* _Énoncé_:
Extrayez des données ci-dessous chacune des lignes où figure le mot « pointer ».

* _Données fournies_:
····················

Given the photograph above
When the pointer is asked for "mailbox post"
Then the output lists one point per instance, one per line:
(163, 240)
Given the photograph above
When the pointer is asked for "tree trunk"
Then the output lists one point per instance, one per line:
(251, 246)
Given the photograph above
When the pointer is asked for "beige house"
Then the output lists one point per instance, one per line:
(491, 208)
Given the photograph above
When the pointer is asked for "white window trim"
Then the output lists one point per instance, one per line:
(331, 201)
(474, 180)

····················

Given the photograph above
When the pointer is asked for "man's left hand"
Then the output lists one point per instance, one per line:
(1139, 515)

····················

* _Réponse_:
When the pointer is asked for "mailbox post"
When the pointer is asked for "tree trunk"
When the pointer is asked for "beige house"
When the pointer is asked for "white window trim"
When the pointer is asked for "man's left hand"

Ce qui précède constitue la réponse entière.